■ EXERCISE ■
Return all entries below exactly. Skip nothing.

(Dataset items)
%%

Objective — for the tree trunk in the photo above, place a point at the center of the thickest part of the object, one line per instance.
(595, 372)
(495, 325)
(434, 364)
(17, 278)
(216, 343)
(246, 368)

%%

■ FINISHED EXERCISE ■
Objective — for the tree trunk in the photo above, place a point at the center of the thickest part of the object, one line per instance.
(595, 372)
(495, 325)
(434, 364)
(17, 278)
(216, 343)
(246, 368)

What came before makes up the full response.